§ PROBLEM REQUIREMENTS:
Extract every line of the records that contains the word "hair", treating uppercase and lowercase as different.

# RAW DATA start

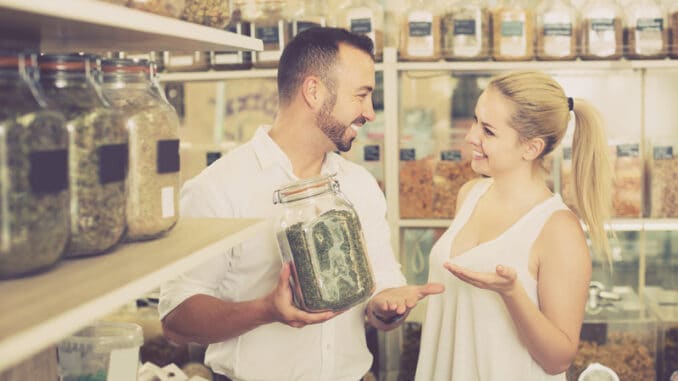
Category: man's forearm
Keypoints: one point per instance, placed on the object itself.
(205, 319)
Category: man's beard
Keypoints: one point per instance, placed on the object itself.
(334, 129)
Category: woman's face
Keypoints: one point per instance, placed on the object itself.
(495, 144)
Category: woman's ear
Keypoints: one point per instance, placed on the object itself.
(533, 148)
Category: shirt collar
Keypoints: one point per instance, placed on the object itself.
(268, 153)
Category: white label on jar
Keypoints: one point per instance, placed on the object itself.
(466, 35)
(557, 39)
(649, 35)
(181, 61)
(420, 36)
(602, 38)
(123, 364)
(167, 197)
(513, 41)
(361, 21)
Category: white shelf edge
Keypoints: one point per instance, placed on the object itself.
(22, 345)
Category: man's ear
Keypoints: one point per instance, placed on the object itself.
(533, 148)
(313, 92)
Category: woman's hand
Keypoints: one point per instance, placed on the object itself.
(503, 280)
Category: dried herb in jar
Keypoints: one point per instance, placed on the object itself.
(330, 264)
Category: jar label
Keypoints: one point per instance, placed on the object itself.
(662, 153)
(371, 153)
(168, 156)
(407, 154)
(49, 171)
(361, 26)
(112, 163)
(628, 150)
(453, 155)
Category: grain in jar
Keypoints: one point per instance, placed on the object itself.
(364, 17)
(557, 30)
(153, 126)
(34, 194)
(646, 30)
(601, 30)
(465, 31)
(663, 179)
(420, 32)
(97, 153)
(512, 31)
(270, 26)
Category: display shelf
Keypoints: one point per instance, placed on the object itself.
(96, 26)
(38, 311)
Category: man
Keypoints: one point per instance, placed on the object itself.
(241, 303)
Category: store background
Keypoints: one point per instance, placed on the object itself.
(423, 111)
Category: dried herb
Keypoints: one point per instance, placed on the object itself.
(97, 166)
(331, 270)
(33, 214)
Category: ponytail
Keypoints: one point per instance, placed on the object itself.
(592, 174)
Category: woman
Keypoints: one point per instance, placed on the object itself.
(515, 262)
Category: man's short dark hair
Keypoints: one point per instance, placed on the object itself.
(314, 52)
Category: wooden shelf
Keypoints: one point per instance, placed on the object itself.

# RAW DATA end
# RAW DATA start

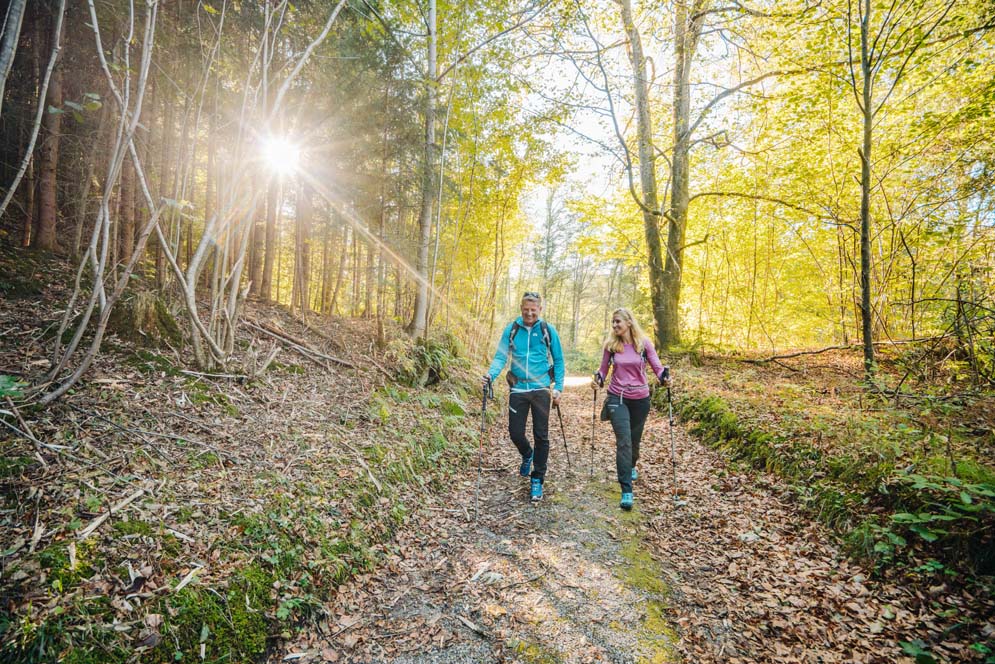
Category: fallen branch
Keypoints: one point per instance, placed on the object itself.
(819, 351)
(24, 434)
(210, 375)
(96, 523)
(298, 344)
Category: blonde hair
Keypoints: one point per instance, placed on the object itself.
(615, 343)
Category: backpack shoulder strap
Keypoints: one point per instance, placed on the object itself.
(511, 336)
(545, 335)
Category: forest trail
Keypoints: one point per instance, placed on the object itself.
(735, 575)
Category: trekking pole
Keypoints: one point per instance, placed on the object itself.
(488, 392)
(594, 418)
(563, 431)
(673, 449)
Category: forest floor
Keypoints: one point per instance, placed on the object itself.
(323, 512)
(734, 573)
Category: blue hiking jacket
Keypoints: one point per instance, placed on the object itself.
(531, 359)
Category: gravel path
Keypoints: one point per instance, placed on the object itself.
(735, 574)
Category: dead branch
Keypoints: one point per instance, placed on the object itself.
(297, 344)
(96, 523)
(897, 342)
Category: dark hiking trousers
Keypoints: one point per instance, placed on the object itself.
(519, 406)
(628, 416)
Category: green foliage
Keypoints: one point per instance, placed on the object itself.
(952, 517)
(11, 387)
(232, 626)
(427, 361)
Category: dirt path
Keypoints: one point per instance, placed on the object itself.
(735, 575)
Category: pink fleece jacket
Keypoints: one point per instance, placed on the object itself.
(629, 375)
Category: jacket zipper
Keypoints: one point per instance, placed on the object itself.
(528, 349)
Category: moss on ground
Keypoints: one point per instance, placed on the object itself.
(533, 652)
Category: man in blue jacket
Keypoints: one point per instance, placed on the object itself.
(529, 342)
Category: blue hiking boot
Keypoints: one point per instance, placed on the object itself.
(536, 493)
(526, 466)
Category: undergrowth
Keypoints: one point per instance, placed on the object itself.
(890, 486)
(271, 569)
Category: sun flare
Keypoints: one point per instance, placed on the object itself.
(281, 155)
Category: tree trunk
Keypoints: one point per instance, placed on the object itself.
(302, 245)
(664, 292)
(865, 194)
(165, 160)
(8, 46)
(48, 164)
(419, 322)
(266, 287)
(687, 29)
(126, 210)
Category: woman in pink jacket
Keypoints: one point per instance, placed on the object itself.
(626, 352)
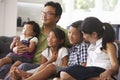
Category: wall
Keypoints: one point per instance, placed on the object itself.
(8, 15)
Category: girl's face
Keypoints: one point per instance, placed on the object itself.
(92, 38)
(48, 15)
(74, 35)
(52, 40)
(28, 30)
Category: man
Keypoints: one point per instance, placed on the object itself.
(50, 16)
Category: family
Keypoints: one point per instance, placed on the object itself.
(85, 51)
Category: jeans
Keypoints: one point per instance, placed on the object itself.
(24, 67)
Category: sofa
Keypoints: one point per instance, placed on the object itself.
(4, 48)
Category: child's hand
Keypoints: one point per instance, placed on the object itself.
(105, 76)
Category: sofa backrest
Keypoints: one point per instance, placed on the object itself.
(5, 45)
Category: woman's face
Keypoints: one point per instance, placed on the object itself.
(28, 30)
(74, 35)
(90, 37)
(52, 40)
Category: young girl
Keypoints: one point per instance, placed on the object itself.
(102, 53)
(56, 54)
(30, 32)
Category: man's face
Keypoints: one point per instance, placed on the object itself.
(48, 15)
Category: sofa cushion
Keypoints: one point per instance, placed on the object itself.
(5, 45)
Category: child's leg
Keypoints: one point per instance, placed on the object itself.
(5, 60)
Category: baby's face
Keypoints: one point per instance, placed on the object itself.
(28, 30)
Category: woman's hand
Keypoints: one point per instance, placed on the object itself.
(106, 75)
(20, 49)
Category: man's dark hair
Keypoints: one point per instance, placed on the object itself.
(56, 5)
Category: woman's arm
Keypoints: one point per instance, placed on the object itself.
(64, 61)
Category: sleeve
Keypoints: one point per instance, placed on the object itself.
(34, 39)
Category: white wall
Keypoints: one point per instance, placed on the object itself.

# RAW DATA end

§ RESPONSE FOR THIS EXERCISE:
Category: man's short dark hair
Category: blonde hair
Category: man's dark hair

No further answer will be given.